* **Task details**: Decide whether each statement agrees with the forum thread below, answering yes or no and quoting the words of the thread that settle it: (a) the forum thread claims that every academic publisher is evil; (b) Francis leaves out the VC-dimension because he emphasizes estimating real-valued prediction functions; (c) one commenter thinks the book is the first to mention double descent.

* **Selected passage**:
Have fun writing, and do post here when you are done 🙂
Hi!
Not all academic publishers are evil. The university presses (like MIT Press, Cambridge University Press, etc.) typically offer good conditions which meet most researchers needs.
Disclaimer: I am a series editor at MIT Press (https://mitpress.mit.edu/books/series/adaptive-computation-and-machine-learning-series).
Francis
Hi Francis,
thanks for your work! It looks like a really nice book. Two quick questions:
1. What are the many differences with respect to Mohri et al., and Shalev-Shwartz and Ben-David?
2. Any reasons why you chose not to cover the growth function and the VC-dimension?
Thanks for your message.
The two books you mention are great, and a significant amount of material is shared. I would say that I put more emphasis on the estimation of real-valued prediction functions (this is why I don’t cover VC-dimension) and the links with high-dimensional statistics (with generalization bounds that depend more finely on the underlying problem, with assumptions that typically cannot be checked in practice, but which I think are more informative regarding why a learning method works or does not, see more details in this month blog post: https://francisbach.com/quest-for-adaptivity/).
Francis
Thanks for your reply! I see that you published a new draft. Great! Coming back to your answer, I see now that your book definitely puts more emphasis on the regression task than the other two ones. Also, with respect to those two texts, I see there’s extra stuff of high relevance to modern neural networks, such as for example:
– concentration inequalities for matrices.
– double descent. I think this is the first book which mentions it! Thanks a lot for including this topic.

* **Data listing**:
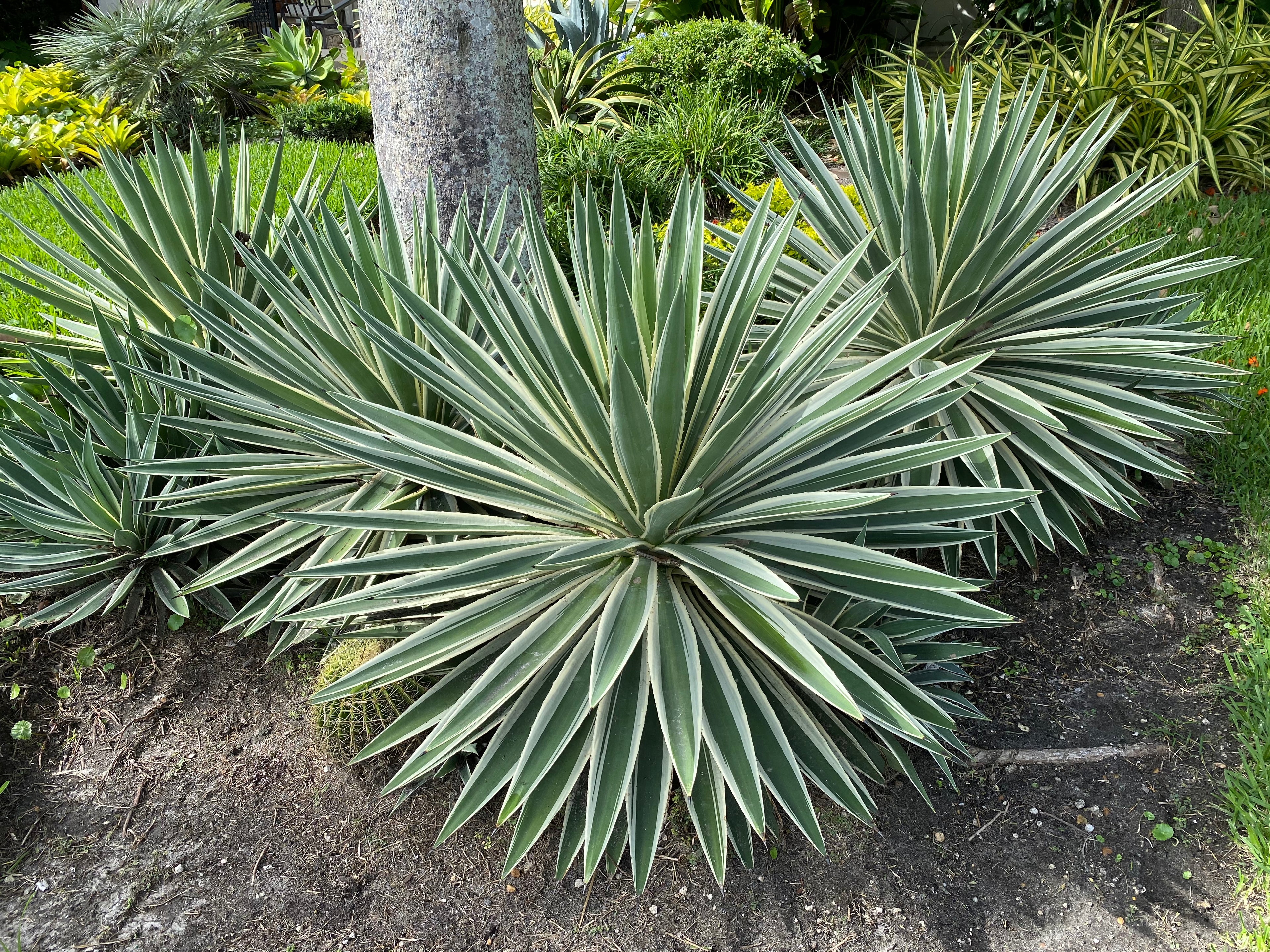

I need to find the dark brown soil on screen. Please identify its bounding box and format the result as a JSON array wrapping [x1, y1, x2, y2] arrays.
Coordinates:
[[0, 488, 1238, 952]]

==

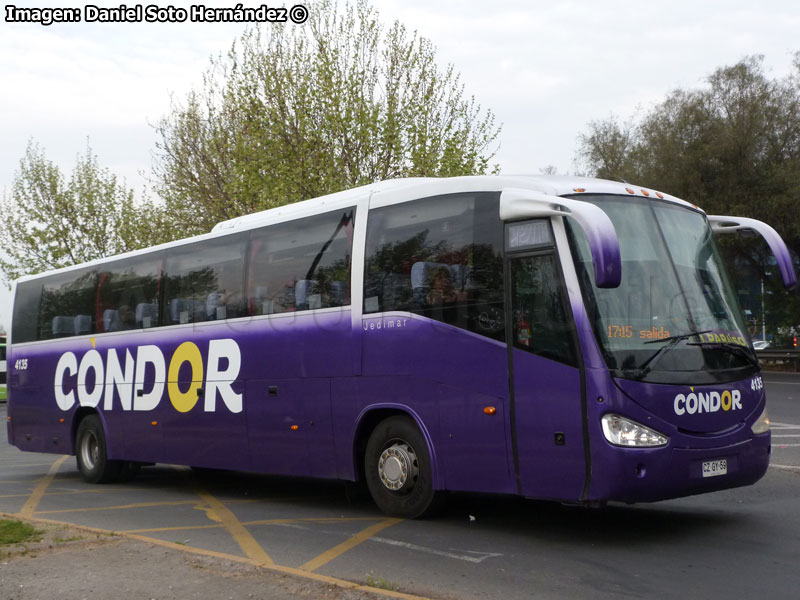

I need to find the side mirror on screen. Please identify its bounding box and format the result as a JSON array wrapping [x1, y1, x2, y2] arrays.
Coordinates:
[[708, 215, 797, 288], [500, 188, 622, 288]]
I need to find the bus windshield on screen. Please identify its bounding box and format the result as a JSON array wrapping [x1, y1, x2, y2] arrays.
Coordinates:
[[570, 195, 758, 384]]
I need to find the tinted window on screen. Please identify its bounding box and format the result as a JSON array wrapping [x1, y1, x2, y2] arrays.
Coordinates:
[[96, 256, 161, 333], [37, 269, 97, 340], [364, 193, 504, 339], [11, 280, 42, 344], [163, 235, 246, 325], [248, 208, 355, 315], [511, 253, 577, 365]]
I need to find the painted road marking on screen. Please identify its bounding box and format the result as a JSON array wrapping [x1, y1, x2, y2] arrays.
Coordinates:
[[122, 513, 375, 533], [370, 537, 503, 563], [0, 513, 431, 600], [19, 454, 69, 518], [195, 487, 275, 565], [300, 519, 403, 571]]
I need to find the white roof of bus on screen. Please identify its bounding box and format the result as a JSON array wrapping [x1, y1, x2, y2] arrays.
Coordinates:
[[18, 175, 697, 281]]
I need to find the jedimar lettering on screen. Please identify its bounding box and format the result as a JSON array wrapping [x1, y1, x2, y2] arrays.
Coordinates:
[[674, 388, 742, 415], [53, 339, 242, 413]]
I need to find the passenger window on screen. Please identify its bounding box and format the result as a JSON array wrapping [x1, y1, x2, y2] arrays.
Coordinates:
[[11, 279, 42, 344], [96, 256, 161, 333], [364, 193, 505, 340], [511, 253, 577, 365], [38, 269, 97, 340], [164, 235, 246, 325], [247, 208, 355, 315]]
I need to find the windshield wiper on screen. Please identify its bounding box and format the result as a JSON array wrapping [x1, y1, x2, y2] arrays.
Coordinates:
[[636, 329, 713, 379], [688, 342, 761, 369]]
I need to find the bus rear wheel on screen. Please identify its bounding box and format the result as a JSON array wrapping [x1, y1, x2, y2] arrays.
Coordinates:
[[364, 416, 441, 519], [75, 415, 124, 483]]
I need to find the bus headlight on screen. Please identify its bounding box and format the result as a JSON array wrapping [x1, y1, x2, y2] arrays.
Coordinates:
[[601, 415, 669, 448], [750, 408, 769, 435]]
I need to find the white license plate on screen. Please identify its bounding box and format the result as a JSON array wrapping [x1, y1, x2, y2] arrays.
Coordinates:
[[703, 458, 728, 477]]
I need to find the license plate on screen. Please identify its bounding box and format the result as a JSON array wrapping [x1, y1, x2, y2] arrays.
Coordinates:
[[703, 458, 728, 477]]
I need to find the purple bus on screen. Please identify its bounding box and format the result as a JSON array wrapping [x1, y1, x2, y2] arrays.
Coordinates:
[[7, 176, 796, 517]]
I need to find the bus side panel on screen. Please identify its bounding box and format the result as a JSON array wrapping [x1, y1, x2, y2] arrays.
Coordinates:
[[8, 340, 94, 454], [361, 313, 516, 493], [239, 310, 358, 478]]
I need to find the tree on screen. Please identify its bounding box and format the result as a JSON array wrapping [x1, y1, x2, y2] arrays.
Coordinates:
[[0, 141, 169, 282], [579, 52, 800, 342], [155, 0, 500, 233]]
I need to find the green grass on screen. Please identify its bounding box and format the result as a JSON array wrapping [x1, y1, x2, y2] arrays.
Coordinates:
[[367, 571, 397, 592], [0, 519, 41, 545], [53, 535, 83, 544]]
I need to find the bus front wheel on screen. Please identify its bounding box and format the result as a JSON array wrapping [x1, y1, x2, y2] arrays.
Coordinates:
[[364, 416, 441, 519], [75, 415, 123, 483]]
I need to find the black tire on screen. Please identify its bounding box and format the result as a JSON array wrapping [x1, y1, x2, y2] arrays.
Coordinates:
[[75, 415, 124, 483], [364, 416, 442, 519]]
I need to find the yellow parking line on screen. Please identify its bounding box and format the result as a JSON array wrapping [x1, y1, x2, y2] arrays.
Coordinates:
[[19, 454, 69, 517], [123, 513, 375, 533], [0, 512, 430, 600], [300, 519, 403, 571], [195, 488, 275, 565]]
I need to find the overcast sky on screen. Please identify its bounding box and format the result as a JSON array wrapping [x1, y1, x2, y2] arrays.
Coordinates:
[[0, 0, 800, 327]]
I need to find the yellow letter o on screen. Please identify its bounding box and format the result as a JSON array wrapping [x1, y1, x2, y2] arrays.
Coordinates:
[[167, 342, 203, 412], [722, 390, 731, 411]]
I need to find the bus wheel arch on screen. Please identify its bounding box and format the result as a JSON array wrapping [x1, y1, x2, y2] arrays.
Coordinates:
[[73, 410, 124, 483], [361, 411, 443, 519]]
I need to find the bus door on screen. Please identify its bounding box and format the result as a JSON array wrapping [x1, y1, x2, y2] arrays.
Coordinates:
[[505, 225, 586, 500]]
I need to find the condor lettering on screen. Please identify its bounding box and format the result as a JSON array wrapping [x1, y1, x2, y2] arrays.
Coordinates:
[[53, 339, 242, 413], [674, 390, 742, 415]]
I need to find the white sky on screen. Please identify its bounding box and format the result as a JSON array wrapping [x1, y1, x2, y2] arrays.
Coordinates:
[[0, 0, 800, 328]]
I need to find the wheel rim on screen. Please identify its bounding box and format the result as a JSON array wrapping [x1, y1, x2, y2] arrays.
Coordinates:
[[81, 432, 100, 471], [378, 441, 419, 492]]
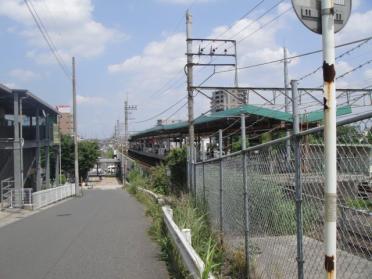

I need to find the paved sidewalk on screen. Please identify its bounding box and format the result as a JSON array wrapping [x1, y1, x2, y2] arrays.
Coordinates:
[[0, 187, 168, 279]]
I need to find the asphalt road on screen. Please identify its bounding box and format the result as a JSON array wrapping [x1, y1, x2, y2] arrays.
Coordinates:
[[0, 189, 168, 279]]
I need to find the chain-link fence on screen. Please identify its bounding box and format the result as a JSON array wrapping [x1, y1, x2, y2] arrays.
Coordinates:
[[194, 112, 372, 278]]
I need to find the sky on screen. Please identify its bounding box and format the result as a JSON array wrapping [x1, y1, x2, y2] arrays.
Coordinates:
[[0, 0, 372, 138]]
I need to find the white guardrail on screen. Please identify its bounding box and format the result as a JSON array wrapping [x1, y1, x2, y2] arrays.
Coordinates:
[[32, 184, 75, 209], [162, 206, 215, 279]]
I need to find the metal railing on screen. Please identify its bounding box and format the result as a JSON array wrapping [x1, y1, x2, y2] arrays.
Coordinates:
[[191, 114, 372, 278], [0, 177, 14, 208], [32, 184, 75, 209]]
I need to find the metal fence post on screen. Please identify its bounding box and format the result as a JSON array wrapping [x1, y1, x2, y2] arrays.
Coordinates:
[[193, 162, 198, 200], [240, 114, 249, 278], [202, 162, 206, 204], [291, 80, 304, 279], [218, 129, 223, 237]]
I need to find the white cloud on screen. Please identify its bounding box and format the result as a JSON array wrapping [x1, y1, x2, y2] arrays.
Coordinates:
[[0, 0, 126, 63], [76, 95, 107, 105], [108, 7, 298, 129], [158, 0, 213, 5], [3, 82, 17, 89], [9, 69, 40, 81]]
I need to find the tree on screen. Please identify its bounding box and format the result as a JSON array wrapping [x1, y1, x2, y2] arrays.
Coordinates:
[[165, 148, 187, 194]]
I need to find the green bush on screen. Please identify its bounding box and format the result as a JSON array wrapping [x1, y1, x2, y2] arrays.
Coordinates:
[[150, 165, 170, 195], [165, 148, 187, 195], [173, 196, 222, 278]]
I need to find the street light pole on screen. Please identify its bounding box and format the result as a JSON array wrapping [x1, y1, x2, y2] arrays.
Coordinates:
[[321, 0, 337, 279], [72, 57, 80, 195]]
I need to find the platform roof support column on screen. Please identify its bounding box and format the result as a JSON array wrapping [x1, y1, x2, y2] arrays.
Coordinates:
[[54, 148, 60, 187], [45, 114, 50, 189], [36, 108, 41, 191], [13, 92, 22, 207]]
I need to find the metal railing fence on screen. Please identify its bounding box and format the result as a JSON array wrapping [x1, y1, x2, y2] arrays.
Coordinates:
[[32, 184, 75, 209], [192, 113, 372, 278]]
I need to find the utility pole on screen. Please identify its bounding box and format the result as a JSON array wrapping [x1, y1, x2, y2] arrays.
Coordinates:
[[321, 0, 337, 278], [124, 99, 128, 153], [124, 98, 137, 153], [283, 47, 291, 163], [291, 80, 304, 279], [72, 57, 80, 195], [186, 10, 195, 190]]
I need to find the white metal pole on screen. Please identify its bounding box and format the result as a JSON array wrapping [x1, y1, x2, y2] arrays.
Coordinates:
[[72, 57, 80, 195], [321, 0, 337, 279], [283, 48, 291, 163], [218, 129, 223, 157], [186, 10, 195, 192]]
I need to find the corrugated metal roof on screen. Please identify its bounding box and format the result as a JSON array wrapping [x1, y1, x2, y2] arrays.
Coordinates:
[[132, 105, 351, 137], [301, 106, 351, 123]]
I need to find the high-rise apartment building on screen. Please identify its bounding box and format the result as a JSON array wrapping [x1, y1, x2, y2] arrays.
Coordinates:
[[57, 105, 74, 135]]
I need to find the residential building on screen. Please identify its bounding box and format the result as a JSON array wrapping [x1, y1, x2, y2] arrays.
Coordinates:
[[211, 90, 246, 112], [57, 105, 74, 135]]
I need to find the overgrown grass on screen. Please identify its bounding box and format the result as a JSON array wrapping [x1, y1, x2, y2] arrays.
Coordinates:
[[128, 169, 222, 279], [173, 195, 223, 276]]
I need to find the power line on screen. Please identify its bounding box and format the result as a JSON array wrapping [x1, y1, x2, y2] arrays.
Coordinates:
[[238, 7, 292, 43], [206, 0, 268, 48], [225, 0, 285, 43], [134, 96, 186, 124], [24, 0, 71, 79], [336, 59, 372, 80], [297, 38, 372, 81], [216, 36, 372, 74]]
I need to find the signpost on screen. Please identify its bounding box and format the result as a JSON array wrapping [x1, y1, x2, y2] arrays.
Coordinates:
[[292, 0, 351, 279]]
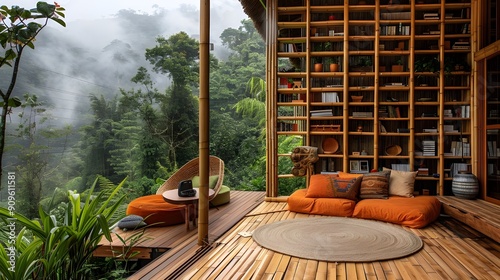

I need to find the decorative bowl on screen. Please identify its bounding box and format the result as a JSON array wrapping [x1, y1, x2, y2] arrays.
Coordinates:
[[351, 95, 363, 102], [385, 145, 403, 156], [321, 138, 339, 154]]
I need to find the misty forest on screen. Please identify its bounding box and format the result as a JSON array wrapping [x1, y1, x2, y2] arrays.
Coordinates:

* * *

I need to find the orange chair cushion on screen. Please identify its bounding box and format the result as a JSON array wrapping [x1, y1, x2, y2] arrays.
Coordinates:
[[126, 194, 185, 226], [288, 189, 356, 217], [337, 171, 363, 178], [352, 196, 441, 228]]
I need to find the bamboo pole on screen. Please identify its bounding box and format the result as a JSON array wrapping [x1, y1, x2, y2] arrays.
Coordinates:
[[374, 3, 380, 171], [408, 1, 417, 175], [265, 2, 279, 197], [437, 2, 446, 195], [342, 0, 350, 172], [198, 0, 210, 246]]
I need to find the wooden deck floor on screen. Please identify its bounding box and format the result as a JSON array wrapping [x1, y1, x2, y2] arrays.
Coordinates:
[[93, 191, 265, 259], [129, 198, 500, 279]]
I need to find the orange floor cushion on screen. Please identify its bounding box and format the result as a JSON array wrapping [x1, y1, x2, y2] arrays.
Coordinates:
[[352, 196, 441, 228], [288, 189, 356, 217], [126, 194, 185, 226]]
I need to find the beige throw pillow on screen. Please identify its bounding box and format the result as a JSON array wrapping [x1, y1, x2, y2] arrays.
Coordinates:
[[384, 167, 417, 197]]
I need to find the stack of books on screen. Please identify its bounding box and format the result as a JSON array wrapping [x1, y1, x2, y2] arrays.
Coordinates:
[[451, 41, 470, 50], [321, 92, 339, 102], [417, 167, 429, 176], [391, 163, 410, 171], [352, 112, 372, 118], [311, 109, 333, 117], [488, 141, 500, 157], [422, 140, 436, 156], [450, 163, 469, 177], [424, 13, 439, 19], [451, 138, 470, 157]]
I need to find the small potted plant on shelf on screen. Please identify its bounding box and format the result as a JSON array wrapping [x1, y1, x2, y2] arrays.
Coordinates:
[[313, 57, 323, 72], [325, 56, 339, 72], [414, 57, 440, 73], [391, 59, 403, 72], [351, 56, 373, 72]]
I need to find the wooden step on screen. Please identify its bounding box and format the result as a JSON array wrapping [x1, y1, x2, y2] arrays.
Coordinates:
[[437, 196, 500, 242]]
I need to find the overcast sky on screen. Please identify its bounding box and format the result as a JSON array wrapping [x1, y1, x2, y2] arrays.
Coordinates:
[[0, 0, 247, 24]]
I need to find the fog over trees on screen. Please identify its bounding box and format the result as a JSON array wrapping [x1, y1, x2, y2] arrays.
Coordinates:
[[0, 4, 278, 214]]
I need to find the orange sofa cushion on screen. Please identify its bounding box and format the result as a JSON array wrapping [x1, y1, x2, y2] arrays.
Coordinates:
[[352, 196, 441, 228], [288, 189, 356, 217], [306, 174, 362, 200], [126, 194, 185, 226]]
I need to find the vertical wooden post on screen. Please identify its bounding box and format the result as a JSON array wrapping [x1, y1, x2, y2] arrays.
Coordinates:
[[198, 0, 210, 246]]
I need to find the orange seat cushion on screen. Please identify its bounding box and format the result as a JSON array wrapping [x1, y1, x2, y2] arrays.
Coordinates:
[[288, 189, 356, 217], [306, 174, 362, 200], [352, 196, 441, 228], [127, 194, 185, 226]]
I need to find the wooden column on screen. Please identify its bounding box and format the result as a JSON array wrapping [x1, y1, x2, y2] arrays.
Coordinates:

* **Solved exercise**:
(a) No: "Not all academic publishers are evil."
(b) Yes: "I put more emphasis on the estimation of real-valued prediction functions (this is why I don’t cover VC-dimension)"
(c) Yes: "I think this is the first book which mentions it!"